* Passage shown:

# # # #

The trip to Yale for the Global Health and Innovation Conference was truly eye opening. Going into this, I was at first sceptical about what to expect from this conference. I was not sure how listening to speakers would affect me. However, once actually participating in the conference, I was blown away. As a first year, Health Science concepts (such as social determinants of health) were new ideas to me and this conference allowed me to utilize my knowledge and fully make sense of it. I listened to a variety of speakers, their projects, their ideas and goals for the future, and seeing them use the foundations of Health studies concepts was amazing. For example, I attended a social impact lab, where a woman was conducting peer health groups in prisons in Mexico, where inmates educated each other about STDs, diseases and other things. She acknowledged that they were in impoverished settings and lacked high quality health care. She considered the social determinants that were strongly associated with the prison system and worked around it to enhance their healthcare as a whole, and it showed how innovative these speakers were.
It also was refreshing to learn about NGOs and their efforts in countries. Hearing about situations in struggling countries like Haiti, it changed my perspective on NGOs. Prior to this conference, a seemingly asinine thing like an NGO celebrating its 40th year in a country seems remarkable. However, it was immediately pointed out that a NGO should not be present in a country for 40 years, and that something innovative needed to be done to make the change that is required. Furthermore, it impressed me to see how locals of countries that were being aided were highly praised and respected. I am used to seeing and hearing about those who enter these countries and ignore local help/do not give recognition or credit to local help and it was amazing to see that the speakers emphasized how crucial local help was. It shows the immense respect and humility of these speakers and displays their credibility.
The speaker that I enjoyed the most was the Minister of Health in Rwanda, Agnes Binagwaho. She was remarkable. Despite the country undergoing terrible circumstances and events, they have developed at a rapid rate to the amazing stage they are at today. She targeted the poorest of the poor, working to ensure that they received the highest quality of healthcare. This ties in to concepts in Health Science, where there is an unequal distribution of wealth and health care, resulting in a social gradient. Binagwaho tackles this directly and it has led to a tremendous rise in their health care system, demonstrating how acknowledging the poorest of the poor, rather than only the rich, can benefit the country as a whole.
Ultimately, this conference was excellent and I hope to do it again in the future. It enhanced my knowledge as a Health Studies student by allowing me to apply the knowledge I have, and leave with new information. There are many things that I learned at the conference that have changed my perspective and look at health in a broader view. I believe this experience has made me more open minded and aware of other issues that circulate in global health, rather than the standard idea of treating symptoms only and not considering the person and their experiences. After this conference, I am seriously considering a job in the public health field, or at least pursue volunteer work in the field. I feel more enriched and I truly recommend this experience to anyone interested in the health field.

# # # #

* Provided records:
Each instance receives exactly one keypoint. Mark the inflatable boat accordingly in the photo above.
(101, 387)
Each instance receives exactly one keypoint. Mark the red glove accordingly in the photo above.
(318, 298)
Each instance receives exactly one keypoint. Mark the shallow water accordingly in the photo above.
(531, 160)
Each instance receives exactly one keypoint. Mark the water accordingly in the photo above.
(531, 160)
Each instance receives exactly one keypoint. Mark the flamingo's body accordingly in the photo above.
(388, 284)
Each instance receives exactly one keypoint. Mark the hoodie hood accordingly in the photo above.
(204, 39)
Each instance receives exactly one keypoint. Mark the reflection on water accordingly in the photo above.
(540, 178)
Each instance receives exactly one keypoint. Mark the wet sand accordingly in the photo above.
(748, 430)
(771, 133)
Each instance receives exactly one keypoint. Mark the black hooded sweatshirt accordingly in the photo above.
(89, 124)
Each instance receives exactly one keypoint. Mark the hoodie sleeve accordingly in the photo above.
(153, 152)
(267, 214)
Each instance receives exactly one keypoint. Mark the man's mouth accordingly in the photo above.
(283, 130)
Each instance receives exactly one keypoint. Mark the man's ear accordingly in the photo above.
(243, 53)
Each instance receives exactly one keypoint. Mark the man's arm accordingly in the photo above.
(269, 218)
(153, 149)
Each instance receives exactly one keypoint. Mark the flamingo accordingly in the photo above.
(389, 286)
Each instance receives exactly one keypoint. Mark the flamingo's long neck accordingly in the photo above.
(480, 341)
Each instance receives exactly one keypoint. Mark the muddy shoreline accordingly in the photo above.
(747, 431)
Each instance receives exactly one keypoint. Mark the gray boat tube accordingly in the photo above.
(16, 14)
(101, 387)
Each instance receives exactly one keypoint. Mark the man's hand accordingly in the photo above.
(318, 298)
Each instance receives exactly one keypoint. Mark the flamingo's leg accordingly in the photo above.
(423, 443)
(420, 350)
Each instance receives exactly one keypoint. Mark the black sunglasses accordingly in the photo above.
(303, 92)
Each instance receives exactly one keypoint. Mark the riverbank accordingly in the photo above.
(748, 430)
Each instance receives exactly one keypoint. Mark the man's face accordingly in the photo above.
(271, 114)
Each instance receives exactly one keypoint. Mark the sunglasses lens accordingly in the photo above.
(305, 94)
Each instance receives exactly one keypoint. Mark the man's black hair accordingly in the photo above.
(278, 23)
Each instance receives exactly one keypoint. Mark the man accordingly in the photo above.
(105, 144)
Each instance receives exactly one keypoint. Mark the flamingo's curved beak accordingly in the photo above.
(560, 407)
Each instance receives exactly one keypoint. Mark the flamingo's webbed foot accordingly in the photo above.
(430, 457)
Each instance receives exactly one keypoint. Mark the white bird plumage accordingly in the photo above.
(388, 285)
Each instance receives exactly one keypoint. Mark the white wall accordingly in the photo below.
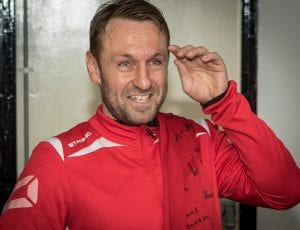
(60, 93)
(278, 89)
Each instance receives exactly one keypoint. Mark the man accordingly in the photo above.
(132, 167)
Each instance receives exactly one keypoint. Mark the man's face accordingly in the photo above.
(133, 71)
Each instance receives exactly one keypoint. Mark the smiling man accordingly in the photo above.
(133, 167)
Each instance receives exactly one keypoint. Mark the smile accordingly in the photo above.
(140, 98)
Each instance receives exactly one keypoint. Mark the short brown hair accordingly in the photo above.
(137, 10)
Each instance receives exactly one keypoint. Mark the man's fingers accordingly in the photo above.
(189, 52)
(183, 71)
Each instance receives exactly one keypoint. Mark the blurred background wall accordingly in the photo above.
(278, 89)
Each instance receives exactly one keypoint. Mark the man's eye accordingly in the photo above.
(155, 62)
(125, 64)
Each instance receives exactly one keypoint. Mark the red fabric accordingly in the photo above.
(105, 175)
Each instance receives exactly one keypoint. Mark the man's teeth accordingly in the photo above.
(140, 97)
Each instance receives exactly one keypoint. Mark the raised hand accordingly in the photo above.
(203, 74)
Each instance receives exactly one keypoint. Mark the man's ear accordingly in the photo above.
(93, 68)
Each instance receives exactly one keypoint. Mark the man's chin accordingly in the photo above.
(140, 118)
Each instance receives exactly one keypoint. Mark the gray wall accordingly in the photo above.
(278, 89)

# # # #

* Exercises to complete:
• a. Rewrite the paragraph of the conference reflection above that begins "The speaker that I enjoyed the most" as a short list, keeping its main facts.
• b. Decide whether each statement agrees with the conference reflection above. Answer yes or no for each, quoting the words that settle it.
(i) Before the conference, the writer was skeptical about what to expect.
(ii) The woman at the social impact lab ran peer health groups in prisons in Haiti.
(iii) After the conference, the writer has decided to become a doctor.

* Solution set:
• a.
- The writer's favorite speaker was Agnes Binagwaho, the Minister of Health in Rwanda.
- Despite terrible circumstances and events, Rwanda has developed at a rapid rate.
- She targeted the poorest of the poor, working to give them the highest quality of healthcare.
- This ties to the Health Science idea that unequal distribution of wealth and health care creates a social gradient.
- Her approach has led to a tremendous rise in Rwanda's health care system.
- It shows that paying attention to the poorest, not only the rich, can benefit a whole country.

• b.
(i) Yes: "I was at first sceptical about what to expect from this conference."
(ii) No: "a woman was conducting peer health groups in prisons in Mexico."
(iii) No: "I am seriously considering a job in the public health field, or at least pursue volunteer work in the field."